**AIM**
Copy every record below word for word, keeping each line as it stands.
* * * * * * * * *
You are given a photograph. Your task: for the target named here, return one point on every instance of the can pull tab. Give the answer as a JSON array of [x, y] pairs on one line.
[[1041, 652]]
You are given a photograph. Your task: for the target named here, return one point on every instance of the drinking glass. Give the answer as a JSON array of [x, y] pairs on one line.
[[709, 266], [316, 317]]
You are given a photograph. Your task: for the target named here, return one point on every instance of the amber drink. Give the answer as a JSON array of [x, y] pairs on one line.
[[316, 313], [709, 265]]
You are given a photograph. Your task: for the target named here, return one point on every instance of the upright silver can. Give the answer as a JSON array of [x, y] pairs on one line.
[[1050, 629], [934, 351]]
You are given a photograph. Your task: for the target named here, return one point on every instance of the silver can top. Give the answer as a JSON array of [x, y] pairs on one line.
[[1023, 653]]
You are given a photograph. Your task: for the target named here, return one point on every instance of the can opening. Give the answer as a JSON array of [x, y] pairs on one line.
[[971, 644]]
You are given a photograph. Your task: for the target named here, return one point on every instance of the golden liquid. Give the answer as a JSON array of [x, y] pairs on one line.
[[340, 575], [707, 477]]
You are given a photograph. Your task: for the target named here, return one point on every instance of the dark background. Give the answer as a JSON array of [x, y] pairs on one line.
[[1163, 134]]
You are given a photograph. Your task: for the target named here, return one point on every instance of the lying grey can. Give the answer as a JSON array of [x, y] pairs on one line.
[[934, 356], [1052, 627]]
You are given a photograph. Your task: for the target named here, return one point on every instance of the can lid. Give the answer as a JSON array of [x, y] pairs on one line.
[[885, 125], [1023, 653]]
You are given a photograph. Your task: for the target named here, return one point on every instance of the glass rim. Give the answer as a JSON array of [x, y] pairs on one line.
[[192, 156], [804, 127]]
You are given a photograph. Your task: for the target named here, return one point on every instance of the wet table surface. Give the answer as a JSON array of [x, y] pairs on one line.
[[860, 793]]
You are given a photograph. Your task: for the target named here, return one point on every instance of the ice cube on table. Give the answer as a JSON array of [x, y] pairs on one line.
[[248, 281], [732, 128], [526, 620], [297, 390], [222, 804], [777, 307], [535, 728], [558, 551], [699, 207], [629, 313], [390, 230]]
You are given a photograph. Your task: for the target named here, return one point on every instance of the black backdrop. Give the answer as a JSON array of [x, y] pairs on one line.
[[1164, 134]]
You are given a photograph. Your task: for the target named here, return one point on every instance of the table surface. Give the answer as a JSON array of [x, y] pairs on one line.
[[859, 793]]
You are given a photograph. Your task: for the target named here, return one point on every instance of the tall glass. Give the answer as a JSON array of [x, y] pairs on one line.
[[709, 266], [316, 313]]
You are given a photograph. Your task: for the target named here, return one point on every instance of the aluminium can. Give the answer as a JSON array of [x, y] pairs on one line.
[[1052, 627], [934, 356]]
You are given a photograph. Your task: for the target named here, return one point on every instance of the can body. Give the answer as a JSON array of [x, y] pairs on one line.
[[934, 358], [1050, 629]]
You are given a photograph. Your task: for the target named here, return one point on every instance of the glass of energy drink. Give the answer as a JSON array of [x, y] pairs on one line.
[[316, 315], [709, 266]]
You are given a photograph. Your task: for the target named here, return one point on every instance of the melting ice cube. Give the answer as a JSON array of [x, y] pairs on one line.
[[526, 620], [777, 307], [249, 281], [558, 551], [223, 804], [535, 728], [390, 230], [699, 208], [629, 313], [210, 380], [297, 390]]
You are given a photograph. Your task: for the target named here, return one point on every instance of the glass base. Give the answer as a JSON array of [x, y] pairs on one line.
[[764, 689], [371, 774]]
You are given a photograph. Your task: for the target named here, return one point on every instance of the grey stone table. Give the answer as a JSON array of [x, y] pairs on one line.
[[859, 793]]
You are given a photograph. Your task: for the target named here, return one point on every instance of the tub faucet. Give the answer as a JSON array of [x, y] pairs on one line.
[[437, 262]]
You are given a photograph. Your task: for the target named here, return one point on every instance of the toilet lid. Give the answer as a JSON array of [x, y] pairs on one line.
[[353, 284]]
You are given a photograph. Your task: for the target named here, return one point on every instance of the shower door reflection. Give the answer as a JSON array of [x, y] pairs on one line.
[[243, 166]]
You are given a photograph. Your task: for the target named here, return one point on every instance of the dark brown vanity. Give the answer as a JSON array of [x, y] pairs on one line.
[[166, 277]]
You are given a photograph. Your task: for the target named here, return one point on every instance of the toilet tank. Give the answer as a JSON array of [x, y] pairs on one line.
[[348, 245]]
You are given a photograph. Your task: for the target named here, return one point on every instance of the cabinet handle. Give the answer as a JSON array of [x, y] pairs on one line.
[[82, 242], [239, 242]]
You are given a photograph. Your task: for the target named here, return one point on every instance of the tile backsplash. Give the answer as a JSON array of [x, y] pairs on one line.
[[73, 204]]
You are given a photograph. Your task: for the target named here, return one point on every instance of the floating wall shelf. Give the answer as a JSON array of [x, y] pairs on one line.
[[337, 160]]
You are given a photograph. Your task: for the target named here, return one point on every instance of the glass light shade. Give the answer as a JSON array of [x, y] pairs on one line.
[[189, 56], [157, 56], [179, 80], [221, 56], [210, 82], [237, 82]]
* * * * * * * * *
**SOLUTION TO THIS EXERCISE**
You are given a photograph. Your task: for the target named here, return one point on every instance of the can pull tab. Give the answer as a JSON array of [x, y] pairs on one line.
[[1041, 652]]
You are given a photograph. Your task: for the target named here, return one point on every instance of the drinking glass. Give the answer as a JSON array of [x, y] pairs on one line.
[[709, 266], [316, 317]]
You are given a photograph. Your task: for the target named here, return one point on every instance of the amber drink. Give the answer as a JSON array of [x, y] pairs on one line.
[[316, 313], [709, 265]]
You are given a photograph. Your task: for the target named here, return one point on every instance of the upright silver can. Give the answer as a JSON array of [x, y] pairs on one line.
[[1050, 629], [934, 351]]
You are given a photograph. Your task: for the target named here, return one point on every instance of the silver can top. Give the answer as a JSON array of [x, y] pairs on one line.
[[1023, 653]]
You are given a photograph. Your task: for the target named here, return one point on every instance of the can opening. Give the answer as a JSON array of [x, y] pairs on one line.
[[971, 644]]
You are given a photograph. Your task: for the target named here, return one point on every instance of the golden liquid. Give the answer as a JSON array of [x, y] pairs on one line.
[[340, 575], [707, 477]]
You are given a photograph. Your task: for the target named here, return one point on every instance of the dark background. Give the answer as a JSON array of [x, y] pairs on one line.
[[1163, 134]]
You are given a photograph. Your task: for the target named here, return one point on every instance of the lying grey can. Give the answer as a JSON array of [x, y] pairs on one line.
[[934, 356], [1052, 627]]
You are given a photograph. Your task: for the target named here, return one point on every instance of the can lid. Give the answer as a JSON array of [x, y] pairs on one line.
[[885, 125], [1023, 653]]
You are given a photograph. Your task: for the target named here, return one point on every instance of the glass rim. Give the answer as a JSON array of [x, y] pairs on one line.
[[192, 156], [804, 127]]
You are given a photograph. Your task: for the target named here, return one point on every instance of the wet table surface. Give the answer as a JSON array of [x, y] pairs on one line.
[[860, 793]]
You are given a photograph. Your task: for the target named here, return one point on every instance of the ice cube on table. Give the answer as a JSON array of [x, y] pairs on one line.
[[248, 281], [732, 128], [526, 620], [297, 390], [222, 804], [777, 307], [535, 728], [558, 551], [699, 207], [629, 313], [390, 230]]
You are given a photograph. Your task: for the target named here, return one point on every instance of the black backdrop. Give the answer as a JSON array of [x, y] pairs on one line.
[[1164, 134]]
You are given a photograph. Your task: for the target named here, return one point on every instance of the table surface. Give the answer as a JSON array of [x, y] pairs on one line.
[[859, 793]]
You are given a photograph. Your task: for the target named here, return one point on every instance of the tall glass. Give the answer as a JSON array of [x, y] pairs on one line.
[[709, 266], [316, 313]]
You are given a photograph. Your task: for the target named here, return one point on every instance of the aluminium can. Give the answer as a JSON array of [x, y] pairs on one line.
[[1052, 627], [934, 356]]
You are given a photograph. Your task: for the target named here, return one point on every instance of the can body. Give the answer as a JSON array of [x, y] pairs on one line.
[[934, 358], [1050, 629]]
You are given a photograph. Your task: for the target named here, return one point on every instance of the glass of energy drink. Give the answer as a JSON array of [x, y] pairs on one line.
[[316, 315], [709, 266]]
You are given a photograph. Your task: for the target named here, return one point on every instance of the melting ice cube. Give the answer as a JSON array of [x, y] pairs on one line.
[[526, 620], [777, 307], [249, 281], [558, 551], [223, 804], [535, 728], [390, 230], [699, 208], [629, 313], [210, 380], [297, 390]]
You are given a photograph. Your task: for the target named here, return one point on every instance of the glass base. Give the answer as a JSON array of [x, y] pairs on one line.
[[764, 689], [371, 774]]
You are given a photograph. Your task: for the target named here, return one point on every instance of the grey stone table. Give the answer as a JSON array of [x, y] pairs on one line.
[[859, 793]]
You are given a photograph. Your task: for the target named here, return one point on every instance of the tub faucet. Give the answer as a JSON array of [x, y] pairs on one line.
[[437, 262]]
You are given a photograph. Your task: for the target named here, return one point on every instance of the toilet lid. Give the answer as a JSON array of [x, y] pairs on one line.
[[353, 284]]
You are given a photograph. Your task: for the target named here, return one point on every instance of the shower door reflection. Give the answer as a JSON array of [x, y] pairs on one line.
[[243, 166]]
You are given a photograph. Your task: for the target named here, return one point on every instance of the dark brown vanity. Give the answer as a JSON array of [x, y] pairs on one line.
[[166, 277]]
You are given a photograph. Your task: for the target named here, return one point on every instance of the toilet tank. Give the answer as a JSON array of [x, y] pairs on one line.
[[348, 245]]
You are given a photograph. Your task: for the target named here, return one point on every instance of the cabinet handle. Give the answer as a JSON array of [x, y] pairs on one line.
[[82, 242], [239, 242]]
You are given a photograph. Your task: for the target named here, return one point on every instance of the tile backsplash. Give the answer as a JSON array of [x, y] pairs on one line.
[[73, 204]]
You are given a photograph. Your task: for the target named here, return one point on every instance of the floating wall shelf. Give the answer as a JSON array of [x, y] pairs on one line.
[[337, 160]]
You are given a photograph. Your task: for the target named here, return one point on every instance of the glass light shade. Give the answer as a JSON array of [x, y] pairs on one line.
[[189, 56], [157, 56], [179, 80], [221, 56], [210, 82], [237, 82]]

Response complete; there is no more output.